Written problem => Pick out every line in the records that contains the string "finger", and copy each one.

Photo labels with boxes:
________

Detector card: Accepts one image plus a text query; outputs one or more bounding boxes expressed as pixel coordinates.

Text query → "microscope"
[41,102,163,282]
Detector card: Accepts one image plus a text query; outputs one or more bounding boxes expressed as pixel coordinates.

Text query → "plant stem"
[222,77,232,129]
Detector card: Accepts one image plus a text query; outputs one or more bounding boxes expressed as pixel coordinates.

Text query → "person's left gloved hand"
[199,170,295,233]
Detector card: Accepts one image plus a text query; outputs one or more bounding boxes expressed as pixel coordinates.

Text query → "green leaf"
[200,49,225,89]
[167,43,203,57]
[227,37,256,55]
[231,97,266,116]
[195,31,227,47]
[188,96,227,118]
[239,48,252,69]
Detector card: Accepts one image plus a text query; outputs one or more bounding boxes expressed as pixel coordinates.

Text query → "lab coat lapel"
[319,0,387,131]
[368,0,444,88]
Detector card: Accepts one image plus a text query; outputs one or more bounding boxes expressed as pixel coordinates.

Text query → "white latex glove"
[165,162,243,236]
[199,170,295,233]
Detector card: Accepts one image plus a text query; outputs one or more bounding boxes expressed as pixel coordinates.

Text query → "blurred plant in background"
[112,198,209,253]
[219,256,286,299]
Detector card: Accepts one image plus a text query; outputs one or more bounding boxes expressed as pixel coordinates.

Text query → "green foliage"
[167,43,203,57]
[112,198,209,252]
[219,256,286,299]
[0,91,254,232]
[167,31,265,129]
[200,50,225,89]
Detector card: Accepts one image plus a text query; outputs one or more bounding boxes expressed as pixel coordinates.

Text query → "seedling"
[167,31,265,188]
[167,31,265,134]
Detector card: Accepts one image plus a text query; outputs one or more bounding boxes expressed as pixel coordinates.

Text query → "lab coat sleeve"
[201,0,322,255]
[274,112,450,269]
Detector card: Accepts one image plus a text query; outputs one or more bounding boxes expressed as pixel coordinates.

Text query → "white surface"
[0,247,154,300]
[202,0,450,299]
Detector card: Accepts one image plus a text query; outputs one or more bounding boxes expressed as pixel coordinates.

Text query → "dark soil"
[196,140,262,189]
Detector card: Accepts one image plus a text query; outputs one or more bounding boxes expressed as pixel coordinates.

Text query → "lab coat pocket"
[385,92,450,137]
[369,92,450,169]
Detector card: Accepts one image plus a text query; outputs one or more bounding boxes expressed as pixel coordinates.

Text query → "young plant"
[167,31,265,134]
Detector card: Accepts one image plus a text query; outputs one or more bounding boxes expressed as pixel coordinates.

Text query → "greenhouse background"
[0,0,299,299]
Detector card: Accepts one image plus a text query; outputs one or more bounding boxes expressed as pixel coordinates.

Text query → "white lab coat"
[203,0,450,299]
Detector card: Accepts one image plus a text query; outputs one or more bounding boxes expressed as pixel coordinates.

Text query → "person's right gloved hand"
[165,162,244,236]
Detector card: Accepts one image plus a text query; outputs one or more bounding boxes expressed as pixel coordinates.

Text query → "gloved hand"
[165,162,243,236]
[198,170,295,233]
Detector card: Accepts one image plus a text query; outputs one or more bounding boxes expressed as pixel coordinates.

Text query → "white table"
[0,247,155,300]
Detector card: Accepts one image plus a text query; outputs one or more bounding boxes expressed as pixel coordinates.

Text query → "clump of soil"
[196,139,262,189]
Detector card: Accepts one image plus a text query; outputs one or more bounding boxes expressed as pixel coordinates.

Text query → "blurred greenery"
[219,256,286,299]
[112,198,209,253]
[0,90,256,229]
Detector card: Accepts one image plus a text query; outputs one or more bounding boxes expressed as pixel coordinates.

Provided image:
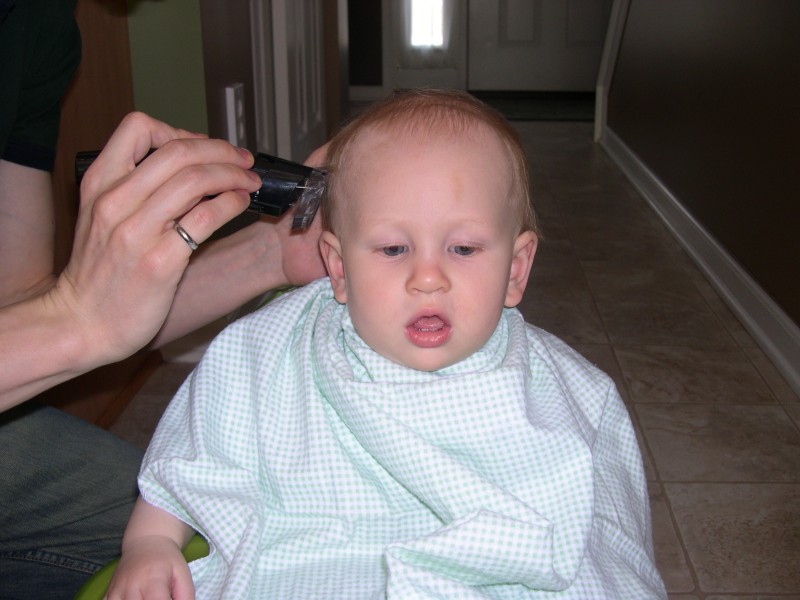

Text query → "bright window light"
[411,0,444,47]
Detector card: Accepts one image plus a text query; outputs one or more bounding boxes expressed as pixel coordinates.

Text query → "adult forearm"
[0,294,95,411]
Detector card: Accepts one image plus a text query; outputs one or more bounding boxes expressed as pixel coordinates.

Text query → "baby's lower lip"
[406,315,451,348]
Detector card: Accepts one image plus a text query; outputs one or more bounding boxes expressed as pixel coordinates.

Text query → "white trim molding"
[600,129,800,394]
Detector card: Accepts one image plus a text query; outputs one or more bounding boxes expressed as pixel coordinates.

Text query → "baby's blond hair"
[322,89,539,234]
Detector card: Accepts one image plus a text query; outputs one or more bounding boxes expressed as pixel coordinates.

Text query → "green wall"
[128,0,208,133]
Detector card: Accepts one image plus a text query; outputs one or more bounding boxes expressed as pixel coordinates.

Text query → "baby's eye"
[382,245,406,256]
[451,245,476,256]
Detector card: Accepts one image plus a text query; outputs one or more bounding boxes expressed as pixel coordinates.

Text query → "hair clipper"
[75,150,325,230]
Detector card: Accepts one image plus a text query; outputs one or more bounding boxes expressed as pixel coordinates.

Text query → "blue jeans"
[0,403,142,600]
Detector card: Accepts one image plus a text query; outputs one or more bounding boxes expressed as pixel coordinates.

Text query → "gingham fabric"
[140,280,666,600]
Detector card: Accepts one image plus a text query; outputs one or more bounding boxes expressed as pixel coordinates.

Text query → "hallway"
[111,122,800,600]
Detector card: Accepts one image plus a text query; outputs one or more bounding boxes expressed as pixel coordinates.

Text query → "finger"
[81,112,203,200]
[147,159,261,222]
[177,190,250,249]
[125,138,253,210]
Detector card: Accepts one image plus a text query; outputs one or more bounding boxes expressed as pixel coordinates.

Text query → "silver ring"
[175,223,197,252]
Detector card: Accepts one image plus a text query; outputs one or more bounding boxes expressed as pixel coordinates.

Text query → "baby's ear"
[319,231,347,304]
[505,231,539,308]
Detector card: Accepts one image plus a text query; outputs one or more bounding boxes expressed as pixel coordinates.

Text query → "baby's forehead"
[343,122,510,166]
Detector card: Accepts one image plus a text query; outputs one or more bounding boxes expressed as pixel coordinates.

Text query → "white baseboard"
[600,127,800,395]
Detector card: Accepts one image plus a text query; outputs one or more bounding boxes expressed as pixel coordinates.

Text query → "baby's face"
[322,129,536,371]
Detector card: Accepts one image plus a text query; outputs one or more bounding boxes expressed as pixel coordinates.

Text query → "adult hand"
[0,113,260,408]
[60,113,260,360]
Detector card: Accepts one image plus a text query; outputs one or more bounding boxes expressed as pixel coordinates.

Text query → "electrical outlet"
[225,83,247,148]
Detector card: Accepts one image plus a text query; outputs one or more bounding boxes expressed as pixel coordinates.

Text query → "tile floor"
[112,122,800,600]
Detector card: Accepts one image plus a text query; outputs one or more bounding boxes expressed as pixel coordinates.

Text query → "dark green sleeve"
[0,0,81,171]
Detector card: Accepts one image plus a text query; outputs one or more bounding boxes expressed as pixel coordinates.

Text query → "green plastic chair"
[75,534,208,600]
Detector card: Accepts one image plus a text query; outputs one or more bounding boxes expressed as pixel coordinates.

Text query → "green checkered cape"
[140,280,666,600]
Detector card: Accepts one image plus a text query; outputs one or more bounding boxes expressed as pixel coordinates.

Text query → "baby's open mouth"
[414,315,445,331]
[406,315,451,348]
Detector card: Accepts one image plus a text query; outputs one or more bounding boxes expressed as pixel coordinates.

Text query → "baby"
[109,90,666,599]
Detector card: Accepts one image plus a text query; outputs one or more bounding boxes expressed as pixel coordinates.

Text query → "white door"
[271,0,327,161]
[467,0,612,92]
[382,0,467,91]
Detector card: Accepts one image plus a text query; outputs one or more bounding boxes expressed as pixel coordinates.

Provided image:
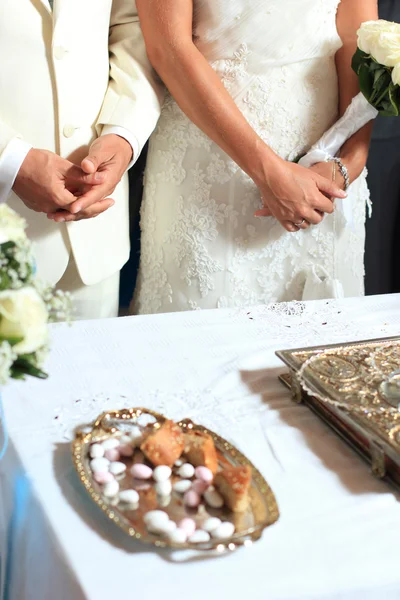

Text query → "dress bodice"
[194,0,341,74]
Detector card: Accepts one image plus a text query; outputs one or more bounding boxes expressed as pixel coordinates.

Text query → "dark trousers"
[365,0,400,294]
[365,137,400,295]
[120,147,147,309]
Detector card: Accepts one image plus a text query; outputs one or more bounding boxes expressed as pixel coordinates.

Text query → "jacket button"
[53,46,67,60]
[63,125,75,137]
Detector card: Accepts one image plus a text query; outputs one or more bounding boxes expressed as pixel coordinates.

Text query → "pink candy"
[104,448,119,462]
[194,467,214,483]
[131,463,153,479]
[192,479,208,496]
[93,471,114,483]
[183,490,201,508]
[118,444,133,456]
[178,518,196,537]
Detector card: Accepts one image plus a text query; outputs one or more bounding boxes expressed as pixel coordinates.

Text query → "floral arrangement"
[352,20,400,117]
[0,204,72,384]
[299,20,400,167]
[298,20,400,226]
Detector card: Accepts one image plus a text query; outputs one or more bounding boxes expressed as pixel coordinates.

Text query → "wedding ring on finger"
[293,219,309,229]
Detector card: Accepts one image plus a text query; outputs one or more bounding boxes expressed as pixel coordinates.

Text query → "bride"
[132,0,377,314]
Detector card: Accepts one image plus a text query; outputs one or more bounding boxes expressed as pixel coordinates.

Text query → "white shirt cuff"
[0,138,32,204]
[101,125,142,169]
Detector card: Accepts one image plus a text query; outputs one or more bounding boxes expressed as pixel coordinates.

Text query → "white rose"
[358,20,400,67]
[392,64,400,85]
[0,287,48,354]
[0,204,26,244]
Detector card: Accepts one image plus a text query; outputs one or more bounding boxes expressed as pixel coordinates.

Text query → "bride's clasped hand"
[132,0,377,314]
[255,158,347,232]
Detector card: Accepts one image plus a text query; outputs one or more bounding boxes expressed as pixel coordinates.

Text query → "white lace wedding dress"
[132,0,368,314]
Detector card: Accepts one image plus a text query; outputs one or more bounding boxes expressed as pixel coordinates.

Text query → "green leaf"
[0,335,24,346]
[10,367,26,380]
[351,48,370,75]
[12,356,48,379]
[358,63,374,102]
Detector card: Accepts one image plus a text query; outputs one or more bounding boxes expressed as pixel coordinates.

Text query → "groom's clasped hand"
[14,134,132,222]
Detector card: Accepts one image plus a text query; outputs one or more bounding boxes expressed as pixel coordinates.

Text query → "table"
[0,296,400,600]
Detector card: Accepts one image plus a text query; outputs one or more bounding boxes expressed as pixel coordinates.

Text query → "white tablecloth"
[0,296,400,600]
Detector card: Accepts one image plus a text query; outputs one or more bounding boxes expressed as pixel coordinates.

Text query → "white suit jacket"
[0,0,162,285]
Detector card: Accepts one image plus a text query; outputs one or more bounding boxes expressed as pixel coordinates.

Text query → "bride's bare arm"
[336,0,378,181]
[136,0,344,231]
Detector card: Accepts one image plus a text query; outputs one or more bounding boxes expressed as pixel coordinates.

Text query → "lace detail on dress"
[135,0,368,312]
[222,44,250,91]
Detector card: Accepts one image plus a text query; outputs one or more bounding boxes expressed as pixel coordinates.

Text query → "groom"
[0,0,162,319]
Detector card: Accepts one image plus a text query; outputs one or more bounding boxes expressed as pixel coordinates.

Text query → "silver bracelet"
[326,156,350,192]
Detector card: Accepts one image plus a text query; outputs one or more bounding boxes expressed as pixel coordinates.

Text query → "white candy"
[119,433,132,446]
[168,529,187,544]
[143,510,169,525]
[90,458,110,473]
[101,438,119,450]
[173,479,192,494]
[90,444,104,458]
[153,465,172,481]
[157,496,171,508]
[189,529,210,544]
[137,413,157,427]
[147,520,176,535]
[109,461,126,475]
[211,521,235,540]
[119,490,139,504]
[130,425,143,446]
[178,463,194,479]
[201,517,222,533]
[203,487,224,508]
[103,481,119,498]
[154,479,172,496]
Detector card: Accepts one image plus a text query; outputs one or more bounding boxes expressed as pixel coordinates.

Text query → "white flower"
[0,204,27,244]
[357,20,400,67]
[0,287,48,354]
[392,63,400,85]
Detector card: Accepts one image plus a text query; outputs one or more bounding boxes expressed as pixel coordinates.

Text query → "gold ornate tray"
[276,337,400,487]
[72,408,279,552]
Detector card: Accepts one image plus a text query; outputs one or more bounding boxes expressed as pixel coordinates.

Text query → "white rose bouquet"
[299,20,400,167]
[0,204,72,384]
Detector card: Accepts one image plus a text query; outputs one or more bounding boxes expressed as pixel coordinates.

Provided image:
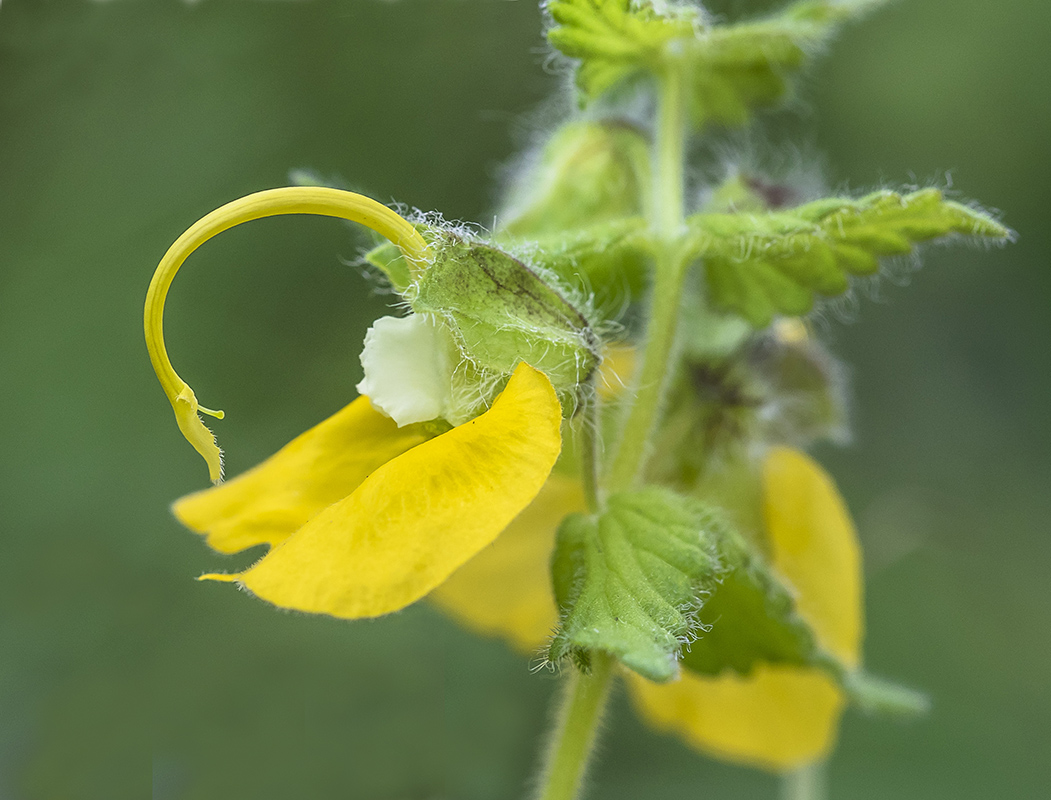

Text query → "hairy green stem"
[607,64,686,491]
[578,405,601,514]
[536,653,614,800]
[781,761,826,800]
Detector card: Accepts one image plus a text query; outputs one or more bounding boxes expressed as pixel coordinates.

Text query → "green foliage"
[517,217,650,307]
[547,0,700,100]
[499,119,651,238]
[687,189,1010,328]
[365,241,412,293]
[840,670,930,719]
[548,0,882,127]
[414,233,599,391]
[549,488,722,681]
[682,527,827,675]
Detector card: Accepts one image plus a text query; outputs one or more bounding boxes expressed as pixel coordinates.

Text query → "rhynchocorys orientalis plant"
[139,0,1012,800]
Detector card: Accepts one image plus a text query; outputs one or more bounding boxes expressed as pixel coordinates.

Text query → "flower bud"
[406,233,599,399]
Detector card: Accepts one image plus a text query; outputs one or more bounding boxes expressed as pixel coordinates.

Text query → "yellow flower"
[432,448,862,771]
[145,188,562,619]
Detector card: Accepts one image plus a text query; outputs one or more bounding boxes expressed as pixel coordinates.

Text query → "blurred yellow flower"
[432,448,862,771]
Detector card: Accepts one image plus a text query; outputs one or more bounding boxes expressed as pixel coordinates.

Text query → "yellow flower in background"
[432,448,862,771]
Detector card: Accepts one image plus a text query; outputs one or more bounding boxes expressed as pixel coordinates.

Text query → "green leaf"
[498,119,652,238]
[682,527,828,675]
[406,233,599,394]
[508,217,651,300]
[545,0,700,100]
[549,488,722,681]
[688,189,1012,328]
[548,0,883,127]
[841,670,930,719]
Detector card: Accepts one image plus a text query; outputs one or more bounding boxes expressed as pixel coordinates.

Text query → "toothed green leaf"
[549,488,723,681]
[682,527,827,675]
[688,189,1011,328]
[547,0,700,100]
[548,0,883,127]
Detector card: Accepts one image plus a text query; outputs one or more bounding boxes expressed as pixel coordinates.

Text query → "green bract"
[366,228,601,412]
[406,234,599,392]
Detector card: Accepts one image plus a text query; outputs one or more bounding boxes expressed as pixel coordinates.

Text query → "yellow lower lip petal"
[763,448,864,666]
[628,665,844,771]
[429,473,585,653]
[172,397,428,553]
[628,448,862,771]
[227,365,562,619]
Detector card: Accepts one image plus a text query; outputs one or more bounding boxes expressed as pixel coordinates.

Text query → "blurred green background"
[0,0,1051,800]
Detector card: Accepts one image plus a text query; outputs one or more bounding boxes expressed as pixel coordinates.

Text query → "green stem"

________

Result of this exercise =>
Text query → "finger"
Text query → "wedding ring on finger"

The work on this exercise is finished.